---------- Texto fornecido
Durante uma conferencia ‘online’ organizada pela Associação Portuguesa de Administradores Hospitalares (APAH) e a Sociedad Española de Directivos de la Salud (SEDISA), subordinada ao tema “Medicina intensiva: organização e desafios da gestão da procura”, especialistas dos dois países partilharam as experiencias vividas no combate à pandemia de covid-19, avaliaram o seu impacto nos vários níveis de emergência e perspetivaram, à luz do que aprenderam, as respostas necessárias no futuro.

Neste contexto, José Artur Paiva, diretor do serviço de medicina intensiva do Centro Hospitalar Universitário de São João e membro da Comissão de Acompanhamento da Resposta Nacional em Medicina Intensiva para a covid-19 afirmou que o número de camas e de profissionais de saúde é determinante para evitar a rotura do sistema de saúde e garantir a sustentabilidade da resposta ao doente critico.

“A covid-19 vai ser endémica ao longo do tempo”, afirmou, sublinhando que graças ao sucesso das medidas de confinamento, Portugal ficou com uma taxa de imunização tão baixa que é expectável o regresso de “ondas secundárias” de epidemia.

Por isso, a comissão entregou ao Ministério da Saúde um plano com medidas para manter a capacidade de resposta à covid-19.

O “documento orientador do período per-covid-19” elaborado pela comissão estabelece “intervenções imediatas”, entre as quais, que o Ministério da Saúde encarregue os hospitais de elaborarem um plano de capacitação dos seus serviços de medicina intensiva que permita o “aumento da resposta/número de camas e recursos logísticos e humanos”.

Acelerar a formação de médicos intensivistas e aumentar os recursos na área da enfermagem é prioritário, defende José Artur Paiva.

Por isso, o documento pede à tutela que garanta um número de vagas de internato de formação especifica de Medicina Intensiva maior do que no ano anterior e que garanta a entrada para formação pela via clássica de médicos especialistas para formação em medicina intensiva.

A opção pela via clássica é justificada pela redução do tempo necessário, uma vez que o internato de formação específica de medicina intensiva exige 60 meses, ao passo que a formação por via clássica exige apenas cerca de 30 meses.
--------------------
---------- Registos de dados
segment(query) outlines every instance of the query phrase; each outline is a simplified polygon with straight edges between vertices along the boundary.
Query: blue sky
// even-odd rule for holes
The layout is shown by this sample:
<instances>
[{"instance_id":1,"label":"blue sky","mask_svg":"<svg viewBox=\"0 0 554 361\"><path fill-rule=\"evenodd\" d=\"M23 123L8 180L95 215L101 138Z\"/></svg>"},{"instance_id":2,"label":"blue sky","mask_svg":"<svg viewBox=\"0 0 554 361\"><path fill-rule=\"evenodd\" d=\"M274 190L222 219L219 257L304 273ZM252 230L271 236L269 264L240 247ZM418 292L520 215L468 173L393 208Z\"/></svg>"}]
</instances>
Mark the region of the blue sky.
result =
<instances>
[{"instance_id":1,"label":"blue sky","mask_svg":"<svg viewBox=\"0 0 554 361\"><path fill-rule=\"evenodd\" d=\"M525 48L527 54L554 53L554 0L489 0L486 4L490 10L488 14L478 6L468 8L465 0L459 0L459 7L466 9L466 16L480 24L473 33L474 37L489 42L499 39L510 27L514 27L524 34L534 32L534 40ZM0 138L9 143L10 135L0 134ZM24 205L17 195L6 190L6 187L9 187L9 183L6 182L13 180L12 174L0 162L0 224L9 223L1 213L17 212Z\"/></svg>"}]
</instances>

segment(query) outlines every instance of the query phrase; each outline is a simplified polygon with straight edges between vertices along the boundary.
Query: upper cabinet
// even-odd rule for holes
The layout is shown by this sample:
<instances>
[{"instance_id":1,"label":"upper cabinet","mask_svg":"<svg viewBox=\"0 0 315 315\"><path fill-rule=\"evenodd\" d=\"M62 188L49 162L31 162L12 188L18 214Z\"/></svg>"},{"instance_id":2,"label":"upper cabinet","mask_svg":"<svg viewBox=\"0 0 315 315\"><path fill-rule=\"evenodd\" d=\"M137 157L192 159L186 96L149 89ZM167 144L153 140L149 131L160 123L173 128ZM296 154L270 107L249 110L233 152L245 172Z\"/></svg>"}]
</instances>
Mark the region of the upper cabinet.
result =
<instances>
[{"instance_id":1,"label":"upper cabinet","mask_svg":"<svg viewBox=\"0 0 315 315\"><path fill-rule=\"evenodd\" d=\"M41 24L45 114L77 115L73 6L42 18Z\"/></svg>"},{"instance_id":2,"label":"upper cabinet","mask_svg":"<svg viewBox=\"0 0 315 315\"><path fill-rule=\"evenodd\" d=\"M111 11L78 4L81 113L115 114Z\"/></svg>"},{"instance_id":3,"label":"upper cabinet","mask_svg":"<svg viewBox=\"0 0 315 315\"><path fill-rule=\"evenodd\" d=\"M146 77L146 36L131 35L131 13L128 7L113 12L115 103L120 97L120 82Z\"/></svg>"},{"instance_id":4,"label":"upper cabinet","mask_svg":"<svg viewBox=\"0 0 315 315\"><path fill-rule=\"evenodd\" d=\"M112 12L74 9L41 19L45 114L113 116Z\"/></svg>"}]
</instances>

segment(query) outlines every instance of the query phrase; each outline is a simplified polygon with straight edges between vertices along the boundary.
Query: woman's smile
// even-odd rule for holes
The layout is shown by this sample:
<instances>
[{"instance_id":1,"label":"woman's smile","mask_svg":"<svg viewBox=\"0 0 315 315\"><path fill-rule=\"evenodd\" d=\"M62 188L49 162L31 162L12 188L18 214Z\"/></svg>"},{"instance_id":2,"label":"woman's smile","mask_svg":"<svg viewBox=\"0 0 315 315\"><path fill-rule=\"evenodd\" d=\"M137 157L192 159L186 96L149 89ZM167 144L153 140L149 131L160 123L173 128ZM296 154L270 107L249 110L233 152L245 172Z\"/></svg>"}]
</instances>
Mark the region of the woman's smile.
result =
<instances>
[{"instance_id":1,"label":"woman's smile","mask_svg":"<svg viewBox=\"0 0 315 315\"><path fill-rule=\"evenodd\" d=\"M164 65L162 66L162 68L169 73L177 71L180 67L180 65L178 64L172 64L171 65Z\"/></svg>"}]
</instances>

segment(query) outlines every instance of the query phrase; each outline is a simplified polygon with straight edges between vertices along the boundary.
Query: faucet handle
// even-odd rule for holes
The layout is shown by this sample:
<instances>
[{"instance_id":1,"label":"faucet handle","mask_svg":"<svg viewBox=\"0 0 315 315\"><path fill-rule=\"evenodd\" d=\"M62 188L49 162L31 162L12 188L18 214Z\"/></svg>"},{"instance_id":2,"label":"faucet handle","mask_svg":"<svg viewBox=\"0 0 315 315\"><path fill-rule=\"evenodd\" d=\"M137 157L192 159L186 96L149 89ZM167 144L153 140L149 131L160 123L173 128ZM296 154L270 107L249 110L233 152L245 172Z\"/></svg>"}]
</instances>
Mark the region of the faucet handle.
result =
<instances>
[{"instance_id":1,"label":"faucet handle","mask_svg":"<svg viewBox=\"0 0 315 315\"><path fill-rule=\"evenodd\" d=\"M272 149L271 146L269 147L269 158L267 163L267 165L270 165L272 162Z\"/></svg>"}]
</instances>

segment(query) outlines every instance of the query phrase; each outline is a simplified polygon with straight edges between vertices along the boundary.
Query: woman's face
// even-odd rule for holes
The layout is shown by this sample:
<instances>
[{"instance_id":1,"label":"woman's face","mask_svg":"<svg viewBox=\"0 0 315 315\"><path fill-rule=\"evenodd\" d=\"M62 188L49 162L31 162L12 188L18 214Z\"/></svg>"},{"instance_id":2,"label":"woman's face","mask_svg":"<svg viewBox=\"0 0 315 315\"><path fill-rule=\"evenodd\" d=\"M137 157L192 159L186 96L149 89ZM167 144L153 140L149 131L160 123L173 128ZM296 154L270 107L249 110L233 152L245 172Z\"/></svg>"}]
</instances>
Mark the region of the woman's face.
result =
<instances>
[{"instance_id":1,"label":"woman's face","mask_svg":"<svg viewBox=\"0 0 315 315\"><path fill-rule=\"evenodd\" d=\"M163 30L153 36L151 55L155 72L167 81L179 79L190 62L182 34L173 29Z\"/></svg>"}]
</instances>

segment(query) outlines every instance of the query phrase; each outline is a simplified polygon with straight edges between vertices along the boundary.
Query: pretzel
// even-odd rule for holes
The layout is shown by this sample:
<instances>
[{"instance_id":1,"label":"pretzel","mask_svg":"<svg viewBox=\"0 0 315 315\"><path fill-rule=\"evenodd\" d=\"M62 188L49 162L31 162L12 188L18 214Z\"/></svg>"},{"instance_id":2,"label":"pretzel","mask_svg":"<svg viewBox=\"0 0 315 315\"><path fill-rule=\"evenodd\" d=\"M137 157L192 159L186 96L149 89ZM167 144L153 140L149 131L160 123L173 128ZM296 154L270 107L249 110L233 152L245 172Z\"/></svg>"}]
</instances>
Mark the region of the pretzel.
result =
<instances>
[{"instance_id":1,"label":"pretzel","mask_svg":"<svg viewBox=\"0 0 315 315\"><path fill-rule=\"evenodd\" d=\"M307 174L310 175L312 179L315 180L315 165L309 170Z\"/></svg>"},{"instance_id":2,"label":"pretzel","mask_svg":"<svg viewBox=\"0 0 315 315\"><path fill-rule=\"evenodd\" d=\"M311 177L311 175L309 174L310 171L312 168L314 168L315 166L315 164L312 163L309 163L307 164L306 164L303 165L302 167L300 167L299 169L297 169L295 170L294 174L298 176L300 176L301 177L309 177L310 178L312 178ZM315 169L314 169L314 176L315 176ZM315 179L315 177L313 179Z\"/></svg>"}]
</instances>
--------------------
• Ação necessária 1: Cite, sem qualquer alteração, o trecho do texto sobre medicina intensiva entre "Por isso, a" e "em medicina intensiva.", inclusive.
• Ação necessária 2: Dê continuidade ao texto sobre a resposta da medicina intensiva à covid-19 a partir do ponto em que termina.
Os registos não são utilizados aqui.

• Resposta 1:
Por isso, a comissão entregou ao Ministério da Saúde um plano com medidas para manter a capacidade de resposta à covid-19.

O “documento orientador do período per-covid-19” elaborado pela comissão estabelece “intervenções imediatas”, entre as quais, que o Ministério da Saúde encarregue os hospitais de elaborarem um plano de capacitação dos seus serviços de medicina intensiva que permita o “aumento da resposta/número de camas e recursos logísticos e humanos”.

Acelerar a formação de médicos intensivistas e aumentar os recursos na área da enfermagem é prioritário, defende José Artur Paiva.

Por isso, o documento pede à tutela que garanta um número de vagas de internato de formação especifica de Medicina Intensiva maior do que no ano anterior e que garanta a entrada para formação pela via clássica de médicos especialistas para formação em medicina intensiva.

• Resposta 2:
Ao Ministério da Saúde é também recomendado que promova o reforço de enfermeiros nas instituições hospitalares com serviço de Medicina Intensiva e “estimule a reafetação de enfermeiros a estes serviços, de forma a aumentar o ‘staff’ de Medicina Intensiva”.

Nas palavras de José Artur Paiva, “os enfermeiros são a pedra basilar da medicina intensiva”.

“Este ponto é muito importante, porque temos défice de enfermeiros, o que nos prejudica a abertura de camas”, afirmou.

O número de camas também é um aspeto fulcral, mas o médicos reconhece que neste âmbito, Portugal conseguiu posicionar-se bem na resposta à covid-19.

Usando como exemplo a Administração Regional do Norte, assinalou que o número de camas por cada cem mil habitantes passou de 6,8 em 2016, para 8 em janeiro de 2020 e 13,1 em abril.

O país objetivo de maio, e que se pretende que seja permanente, é que o país tenha 11,4 camas por cem mil habitantes.

“A medicina intensiva tem muita esperança nas epidemias. Nasceu com uma epidemia, a poliomielite, e creio que saberá renascer com esta pandemia de uma forma diferente”, afirmou.

Na opinião do especialista, a covid-19 “mostrou que a organização nos hospitais por especialidades médicas não é focada no doente, não atinge o máximo da eficiência e não atinge o máximo de pedagogia para os profissionais”.

Com a experiência, “aprende-se que a forma de trabalhar com o diferente é trabalhar com processos assistenciais integrados, mais do que propriamente trabalhar com especialidades médicas”, explicou.

Na opinião de José Artur Paiva, nos grandes hospitais a medicina intensiva pode evoluir para um tronco comum de trabalho com doentes críticos, mas depois com várias áreas, por exemplo cardio ou digestiva.

O diretor de serviço de medicina intensiva sugere, por isso, que os hospitais “desrespeitem mais uma fronteira que é do século passado”, a fronteira entre cuidados primários e secundários, que “já não existe”, que “os hospitais cheguem a casa das pessoas, que o conceito de internamento seja mais elástico, que não queira apenas dizer camas hospitalares”.

“Tudo isso pode ser acelerado com esta pandemia”, afirmou.